Page excerpt
BEGIN

I was browsing Twitter, and I saw a post by Karpathy positively talking about ChatBot Arena, which is a platform for ranking LLMs based on human ratings. As expected, OpenAI is holding positions 1, 2, and 3. I wonder which company will be #1 at the end of 2024.
Screenshot of the rankings table taken on the 13th of December:
@traders Based on the comments below, I think it makes sense to resolve this question based on the ELO rating in case of a tie in "rank." When I created this question, a tie was not an option, so I doubt anyone even traded based on this assumption.
I created a similar question that only uses the rank. Feel free to trade on it.
Gemini flash 2.0 strawberry in the api
https://ai.google.dev/gemini-api/docs/thinking-mode
10k limit order @75% for anyone feeling brave
@WillSorenson it is slightly short of exp 1206. Are you assuming a thinking 1206 will be added?
@Usaar33 It appears more pleasant than o1 to me so it makes it unlikely o1 will top the charts. The following all have to go right for OAI to win:
1. They have to release a new model today
2. It has to actually be better in the dimensions that chatbot arena evaluates
3. Chatbot arena has to update it in time.
Possible! Not more than a 20% chance.

END

Problem 1
In the Chatbot Arena thread, list the conditions given as all having to go right for OAI to win.
Problem 2
Copy the passage of the Chatbot Arena thread starting with "Gemini flash 2.0" and going on through "it in time.".
These lines have no connection to the thread.

(Lines taken from a collection)
BEGIN

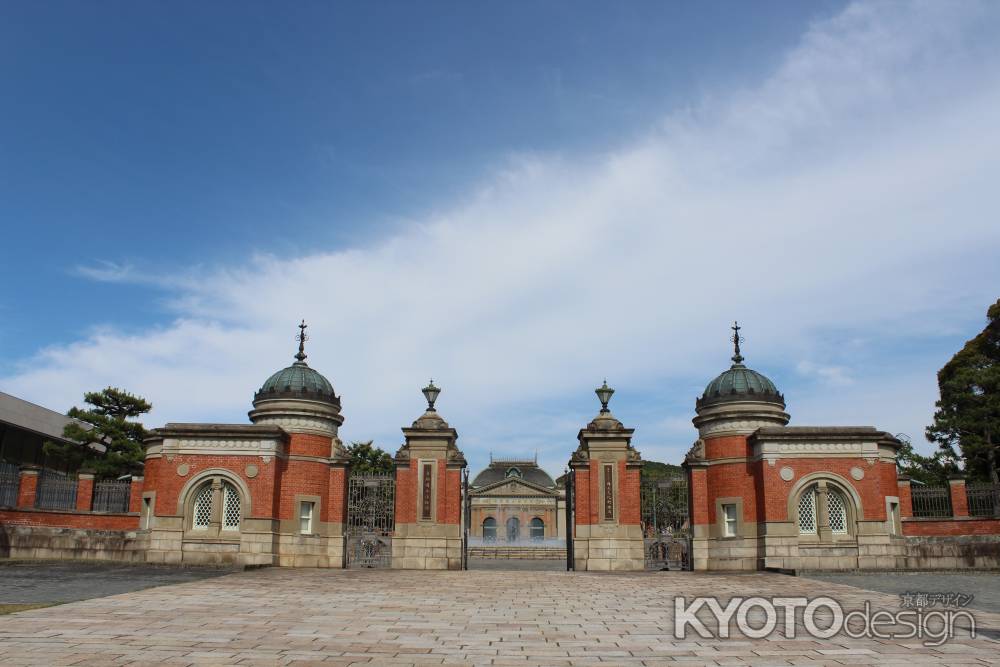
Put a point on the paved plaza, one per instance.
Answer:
(334, 617)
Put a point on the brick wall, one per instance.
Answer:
(69, 519)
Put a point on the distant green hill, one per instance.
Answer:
(651, 470)
(655, 470)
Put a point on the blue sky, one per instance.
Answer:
(518, 199)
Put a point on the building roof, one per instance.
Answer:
(298, 381)
(30, 417)
(502, 468)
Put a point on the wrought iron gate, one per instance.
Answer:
(371, 514)
(666, 525)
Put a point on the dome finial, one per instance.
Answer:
(302, 337)
(737, 339)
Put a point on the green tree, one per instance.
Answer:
(110, 415)
(933, 470)
(968, 413)
(367, 459)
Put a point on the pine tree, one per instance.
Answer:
(110, 413)
(367, 459)
(968, 413)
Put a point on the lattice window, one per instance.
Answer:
(807, 511)
(838, 512)
(231, 504)
(203, 507)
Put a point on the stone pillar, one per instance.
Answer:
(959, 499)
(428, 494)
(905, 497)
(84, 491)
(135, 495)
(607, 516)
(28, 486)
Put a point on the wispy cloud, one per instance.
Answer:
(852, 191)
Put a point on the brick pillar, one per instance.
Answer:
(698, 499)
(135, 495)
(959, 499)
(607, 517)
(84, 491)
(428, 495)
(905, 497)
(28, 487)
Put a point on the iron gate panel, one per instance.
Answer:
(666, 524)
(371, 519)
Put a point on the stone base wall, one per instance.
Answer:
(778, 545)
(609, 548)
(980, 552)
(44, 542)
(427, 546)
(426, 553)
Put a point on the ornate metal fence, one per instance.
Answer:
(371, 519)
(10, 480)
(665, 524)
(55, 491)
(112, 495)
(931, 501)
(984, 499)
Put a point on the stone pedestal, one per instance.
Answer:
(429, 465)
(607, 516)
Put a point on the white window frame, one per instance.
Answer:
(307, 509)
(729, 520)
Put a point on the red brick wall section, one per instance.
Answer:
(26, 491)
(947, 527)
(581, 497)
(84, 494)
(161, 476)
(629, 503)
(135, 495)
(336, 506)
(699, 496)
(406, 494)
(959, 499)
(903, 490)
(69, 519)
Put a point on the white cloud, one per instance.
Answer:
(852, 191)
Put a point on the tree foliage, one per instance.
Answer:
(111, 414)
(367, 459)
(968, 412)
(933, 470)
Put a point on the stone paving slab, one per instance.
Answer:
(68, 581)
(333, 617)
(983, 586)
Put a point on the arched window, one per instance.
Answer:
(817, 499)
(513, 529)
(489, 528)
(215, 505)
(202, 511)
(231, 507)
(537, 529)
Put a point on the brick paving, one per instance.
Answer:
(334, 617)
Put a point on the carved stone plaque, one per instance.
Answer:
(426, 492)
(609, 492)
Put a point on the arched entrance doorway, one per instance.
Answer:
(513, 529)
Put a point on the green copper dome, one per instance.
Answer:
(298, 380)
(740, 383)
(297, 377)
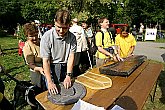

END

Solution 1
1. They have to release a new model today
2. It has to actually be better in the dimensions that chatbot arena evaluates
3. Chatbot arena has to update it in time.

Solution 2
Gemini flash 2.0 strawberry in the api
https://ai.google.dev/gemini-api/docs/thinking-mode
10k limit order @75% for anyone feeling brave
@WillSorenson it is slightly short of exp 1206. Are you assuming a thinking 1206 will be added?
@Usaar33 It appears more pleasant than o1 to me so it makes it unlikely o1 will top the charts. The following all have to go right for OAI to win:
1. They have to release a new model today
2. It has to actually be better in the dimensions that chatbot arena evaluates
3. Chatbot arena has to update it in time.